— Start DATA ENTRIES —

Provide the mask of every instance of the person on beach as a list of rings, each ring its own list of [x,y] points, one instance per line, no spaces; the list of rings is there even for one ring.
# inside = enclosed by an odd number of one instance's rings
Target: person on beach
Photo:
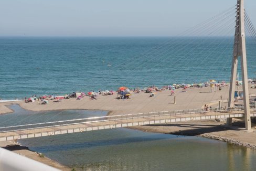
[[[174,91],[173,90],[172,90],[172,91],[170,92],[171,92],[170,96],[174,95]]]

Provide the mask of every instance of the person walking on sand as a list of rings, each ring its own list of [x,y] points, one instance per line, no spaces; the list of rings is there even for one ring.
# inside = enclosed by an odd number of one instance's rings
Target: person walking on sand
[[[171,92],[171,93],[170,93],[170,96],[173,96],[173,95],[174,95],[174,91],[173,90],[172,90],[170,91],[170,92]]]

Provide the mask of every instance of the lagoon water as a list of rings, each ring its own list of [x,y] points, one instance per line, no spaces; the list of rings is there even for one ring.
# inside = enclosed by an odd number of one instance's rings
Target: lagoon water
[[[14,113],[0,115],[0,120],[5,120],[0,123],[1,126],[16,124],[24,119],[30,123],[40,122],[47,114],[58,121],[63,117],[106,114],[86,110],[38,113],[17,105],[10,107]],[[256,151],[252,149],[199,137],[123,128],[23,139],[19,142],[78,170],[252,170],[256,167]]]
[[[256,49],[247,40],[252,78]],[[0,99],[229,81],[233,41],[214,37],[1,37]]]

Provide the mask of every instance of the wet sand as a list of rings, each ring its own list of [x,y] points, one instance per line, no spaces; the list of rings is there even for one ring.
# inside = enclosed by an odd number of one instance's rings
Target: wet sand
[[[241,90],[241,86],[240,86],[239,90]],[[33,103],[25,103],[24,101],[9,102],[0,103],[0,114],[12,112],[12,110],[7,106],[12,104],[18,104],[26,110],[36,111],[65,109],[101,110],[110,111],[109,115],[200,109],[205,104],[217,106],[218,101],[221,100],[221,95],[222,97],[222,100],[221,101],[222,105],[225,106],[227,105],[229,89],[228,86],[222,88],[221,91],[218,90],[214,92],[210,92],[209,88],[190,88],[186,92],[182,92],[183,90],[177,89],[175,91],[176,104],[174,104],[174,97],[170,96],[170,92],[168,90],[155,92],[155,97],[153,98],[149,98],[150,93],[132,93],[131,99],[127,100],[118,100],[115,98],[116,94],[114,94],[108,96],[100,95],[96,100],[90,100],[88,97],[86,97],[80,100],[71,98],[59,102],[56,102],[55,100],[49,100],[49,104],[47,105],[38,104],[38,101]],[[249,89],[249,92],[250,94],[256,93],[256,89]],[[239,102],[241,103],[241,101]],[[236,123],[241,126],[242,123],[237,122],[238,121],[235,121]],[[256,148],[256,132],[247,133],[244,131],[238,131],[239,127],[236,125],[231,127],[227,127],[225,126],[225,122],[205,121],[179,122],[168,125],[133,126],[131,129],[179,135],[200,136]],[[256,126],[254,124],[252,125]],[[255,129],[253,129],[255,130]],[[2,147],[12,144],[6,142],[1,143]],[[6,147],[7,149],[8,148],[12,149],[8,149],[15,153],[21,153],[22,155],[28,157],[61,170],[70,169],[47,157],[40,157],[39,155],[29,151],[27,148],[21,147],[16,145],[13,147]]]

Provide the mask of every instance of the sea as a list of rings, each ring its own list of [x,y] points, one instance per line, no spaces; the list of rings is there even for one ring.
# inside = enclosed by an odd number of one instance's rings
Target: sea
[[[254,78],[255,42],[247,42],[249,77]],[[210,79],[229,82],[233,44],[231,37],[0,37],[0,99],[115,90],[121,86],[161,87]],[[9,107],[14,112],[0,115],[0,127],[104,116],[108,112],[34,112],[18,105]],[[197,136],[123,128],[18,142],[76,170],[252,170],[256,167],[256,151],[252,149]]]
[[[2,37],[0,99],[229,82],[233,44],[231,37]],[[254,78],[255,41],[247,45]]]

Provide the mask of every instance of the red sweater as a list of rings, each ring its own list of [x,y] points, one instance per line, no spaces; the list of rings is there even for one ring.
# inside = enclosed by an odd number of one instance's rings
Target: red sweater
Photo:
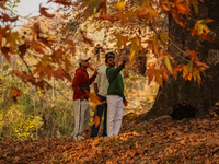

— End DATA ENTRIES —

▸ **BRIEF**
Pull out each line in the records above that contains the string "beach", treating uppercase and lowercase as different.

▸ **WRITTEN RESPONSE**
Provide the mask of every instance of the person on beach as a list of rings, each ring its own list of [x,y] points, one instance per line, no spaces; the list of rings is there even for one ring.
Target: person on beach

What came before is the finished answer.